— Try it —
Quote the passage on honey bee genome sequencing below, between "De novo sequencing of" and "a chromosome-level assembly.", inclusive.

— Passage shown —
============================================================
3. Genome sequencing
3.1. Introduction
As for other species, the sequencing of Apis DNA has many applications that can be divided into three categories: de novo sequencing, resequencing, and transcript sequencing. While the last category technically relies on sequencing cDNA reads, its use is intended to inform the structure and expression of genes in honey bee genome, a topic that is covered in Section 6.
De novo sequencing of Apis species started in 2006 but is punctually used to generate improved reference genomes and to represent new subspecies (see Figure 2) (Toth & Zayed, 2021). To achieve successful de novo sequencing, the utilization of the most advanced technology available is necessary.The longest possible reads should be produced, possibly from one single sample, and these will be assembled into contigs based on partial sequence overlap (Figure 3A). In turn, these contigs will be assembled using other mapping methods such as optical maps or Hi-C, to reconstruct larger fragments (scaffolds), aiming at a chromosome-level assembly.
============================================================
[Region pointing data]

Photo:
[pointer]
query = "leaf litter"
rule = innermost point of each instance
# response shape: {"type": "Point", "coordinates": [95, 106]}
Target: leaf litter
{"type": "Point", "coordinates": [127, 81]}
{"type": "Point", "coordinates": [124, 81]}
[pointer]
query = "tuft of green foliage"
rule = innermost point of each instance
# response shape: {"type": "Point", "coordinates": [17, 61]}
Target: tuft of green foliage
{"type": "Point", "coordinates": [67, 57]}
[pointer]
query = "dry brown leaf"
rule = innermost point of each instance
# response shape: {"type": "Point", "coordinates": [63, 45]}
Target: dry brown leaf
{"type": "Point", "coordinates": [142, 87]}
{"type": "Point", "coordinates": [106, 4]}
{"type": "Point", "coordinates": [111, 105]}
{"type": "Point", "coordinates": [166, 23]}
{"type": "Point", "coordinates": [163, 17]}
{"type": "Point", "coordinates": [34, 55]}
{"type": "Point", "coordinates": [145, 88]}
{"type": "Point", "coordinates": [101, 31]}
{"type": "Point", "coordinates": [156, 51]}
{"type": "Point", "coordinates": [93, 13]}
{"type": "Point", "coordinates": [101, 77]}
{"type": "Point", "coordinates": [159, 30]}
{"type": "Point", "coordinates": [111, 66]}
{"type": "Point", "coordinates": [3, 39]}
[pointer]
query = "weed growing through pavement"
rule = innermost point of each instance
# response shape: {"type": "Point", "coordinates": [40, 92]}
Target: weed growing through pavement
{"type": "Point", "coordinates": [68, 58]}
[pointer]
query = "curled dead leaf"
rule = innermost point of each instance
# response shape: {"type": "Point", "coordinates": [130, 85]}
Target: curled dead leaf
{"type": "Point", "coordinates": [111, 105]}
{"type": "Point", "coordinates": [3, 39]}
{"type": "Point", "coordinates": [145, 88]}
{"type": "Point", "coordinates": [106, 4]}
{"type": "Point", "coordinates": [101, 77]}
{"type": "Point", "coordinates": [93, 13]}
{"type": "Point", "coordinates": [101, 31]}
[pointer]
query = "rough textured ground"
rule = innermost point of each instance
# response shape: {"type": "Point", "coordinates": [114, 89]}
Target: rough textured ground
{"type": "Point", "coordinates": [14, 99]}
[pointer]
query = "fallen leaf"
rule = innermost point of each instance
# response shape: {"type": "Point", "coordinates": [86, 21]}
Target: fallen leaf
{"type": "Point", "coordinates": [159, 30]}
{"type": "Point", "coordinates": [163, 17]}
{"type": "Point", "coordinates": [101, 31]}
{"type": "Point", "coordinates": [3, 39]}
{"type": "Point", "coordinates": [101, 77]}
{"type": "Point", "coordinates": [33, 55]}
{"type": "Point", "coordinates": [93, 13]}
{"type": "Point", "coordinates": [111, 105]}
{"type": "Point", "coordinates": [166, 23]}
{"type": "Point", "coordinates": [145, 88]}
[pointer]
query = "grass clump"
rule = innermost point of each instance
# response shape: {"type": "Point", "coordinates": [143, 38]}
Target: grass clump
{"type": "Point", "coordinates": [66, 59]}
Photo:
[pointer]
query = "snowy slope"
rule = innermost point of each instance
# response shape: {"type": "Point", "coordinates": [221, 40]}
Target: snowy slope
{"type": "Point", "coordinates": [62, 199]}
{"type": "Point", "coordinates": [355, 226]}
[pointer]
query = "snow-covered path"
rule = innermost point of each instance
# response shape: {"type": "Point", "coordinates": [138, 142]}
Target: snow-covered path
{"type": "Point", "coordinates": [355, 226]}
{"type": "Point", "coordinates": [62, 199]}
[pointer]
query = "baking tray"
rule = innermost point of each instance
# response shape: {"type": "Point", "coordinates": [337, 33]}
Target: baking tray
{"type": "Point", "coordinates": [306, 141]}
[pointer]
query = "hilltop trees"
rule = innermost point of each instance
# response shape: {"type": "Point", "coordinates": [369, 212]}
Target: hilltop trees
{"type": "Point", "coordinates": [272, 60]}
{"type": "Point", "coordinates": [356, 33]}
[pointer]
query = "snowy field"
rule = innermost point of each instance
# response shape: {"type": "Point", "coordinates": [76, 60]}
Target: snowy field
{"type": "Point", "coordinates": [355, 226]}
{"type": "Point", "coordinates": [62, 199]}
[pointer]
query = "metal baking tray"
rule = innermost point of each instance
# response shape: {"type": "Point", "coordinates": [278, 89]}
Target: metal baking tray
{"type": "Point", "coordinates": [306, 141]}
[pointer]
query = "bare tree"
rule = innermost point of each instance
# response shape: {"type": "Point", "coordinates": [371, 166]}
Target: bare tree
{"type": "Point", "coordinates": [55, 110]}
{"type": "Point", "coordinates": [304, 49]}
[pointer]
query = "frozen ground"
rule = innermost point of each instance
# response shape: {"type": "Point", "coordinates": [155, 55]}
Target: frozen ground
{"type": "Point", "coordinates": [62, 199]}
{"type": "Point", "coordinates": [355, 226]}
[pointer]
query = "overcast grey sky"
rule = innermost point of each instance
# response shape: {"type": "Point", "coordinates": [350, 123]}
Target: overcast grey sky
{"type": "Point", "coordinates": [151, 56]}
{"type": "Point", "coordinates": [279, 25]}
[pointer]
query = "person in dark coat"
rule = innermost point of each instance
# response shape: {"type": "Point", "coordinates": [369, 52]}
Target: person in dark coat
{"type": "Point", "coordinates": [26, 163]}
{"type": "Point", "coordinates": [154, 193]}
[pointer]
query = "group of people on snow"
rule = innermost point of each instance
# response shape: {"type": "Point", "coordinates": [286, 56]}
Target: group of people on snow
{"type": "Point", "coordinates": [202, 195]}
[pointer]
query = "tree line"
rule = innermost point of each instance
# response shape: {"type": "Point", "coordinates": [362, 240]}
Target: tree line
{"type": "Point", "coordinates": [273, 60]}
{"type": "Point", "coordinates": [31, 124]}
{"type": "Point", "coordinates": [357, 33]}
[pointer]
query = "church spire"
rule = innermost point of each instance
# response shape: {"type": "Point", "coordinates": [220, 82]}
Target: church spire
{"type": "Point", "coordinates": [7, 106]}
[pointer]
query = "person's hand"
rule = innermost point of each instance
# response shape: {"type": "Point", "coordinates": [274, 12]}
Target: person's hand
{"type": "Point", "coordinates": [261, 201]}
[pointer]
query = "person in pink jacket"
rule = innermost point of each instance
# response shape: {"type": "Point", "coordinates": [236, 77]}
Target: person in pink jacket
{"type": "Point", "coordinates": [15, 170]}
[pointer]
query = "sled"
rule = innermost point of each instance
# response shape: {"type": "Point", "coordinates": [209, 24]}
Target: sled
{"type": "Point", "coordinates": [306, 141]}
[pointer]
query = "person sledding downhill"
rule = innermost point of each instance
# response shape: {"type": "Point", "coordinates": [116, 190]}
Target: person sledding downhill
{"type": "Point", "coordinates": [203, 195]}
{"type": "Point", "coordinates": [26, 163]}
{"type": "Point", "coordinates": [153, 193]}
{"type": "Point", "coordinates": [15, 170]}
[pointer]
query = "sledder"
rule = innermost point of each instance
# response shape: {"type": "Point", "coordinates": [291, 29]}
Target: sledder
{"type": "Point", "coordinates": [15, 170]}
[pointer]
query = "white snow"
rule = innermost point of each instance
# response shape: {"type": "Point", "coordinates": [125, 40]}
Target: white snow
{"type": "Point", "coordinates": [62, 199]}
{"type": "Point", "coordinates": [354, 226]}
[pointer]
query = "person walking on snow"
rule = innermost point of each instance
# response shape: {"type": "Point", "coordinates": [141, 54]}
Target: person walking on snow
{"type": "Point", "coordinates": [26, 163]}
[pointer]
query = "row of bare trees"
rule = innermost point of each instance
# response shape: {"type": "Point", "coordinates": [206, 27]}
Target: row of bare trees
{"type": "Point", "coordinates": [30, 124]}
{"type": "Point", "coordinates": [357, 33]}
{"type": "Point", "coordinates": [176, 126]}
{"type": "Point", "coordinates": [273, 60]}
============================================================
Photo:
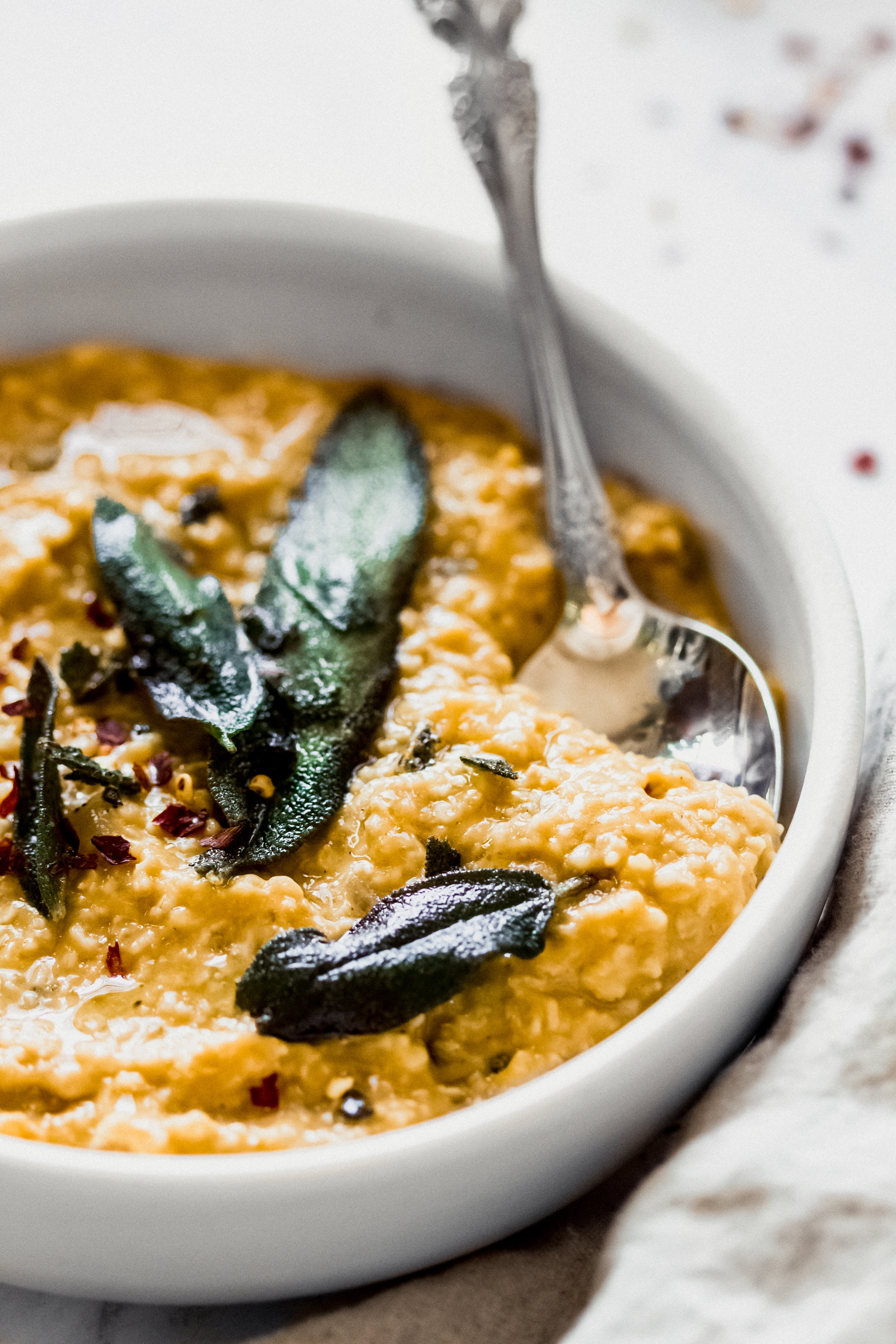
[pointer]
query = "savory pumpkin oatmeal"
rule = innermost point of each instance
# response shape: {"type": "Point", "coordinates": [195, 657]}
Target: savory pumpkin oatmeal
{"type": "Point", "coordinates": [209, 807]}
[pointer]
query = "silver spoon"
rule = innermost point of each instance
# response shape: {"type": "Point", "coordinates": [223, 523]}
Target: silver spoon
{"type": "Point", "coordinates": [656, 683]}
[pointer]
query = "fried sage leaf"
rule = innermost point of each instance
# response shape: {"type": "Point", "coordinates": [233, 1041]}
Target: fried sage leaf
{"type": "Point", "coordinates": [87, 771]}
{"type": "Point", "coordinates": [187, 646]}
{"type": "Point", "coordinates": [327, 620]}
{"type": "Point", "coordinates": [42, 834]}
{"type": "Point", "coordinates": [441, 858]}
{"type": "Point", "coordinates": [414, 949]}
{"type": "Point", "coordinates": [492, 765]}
============================================================
— Answer box —
De novo sequencing of Apis species started in 2006 but is punctually used to generate improved reference genomes and to represent new subspecies (see Figure 2) (Toth & Zayed, 2021). To achieve successful de novo sequencing, the utilization of the most advanced technology available is necessary.The longest possible reads should be produced, possibly from one single sample, and these will be assembled into contigs based on partial sequence overlap (Figure 3A). In turn, these contigs will be assembled using other mapping methods such as optical maps or Hi-C, to reconstruct larger fragments (scaffolds), aiming at a chromosome-level assembly.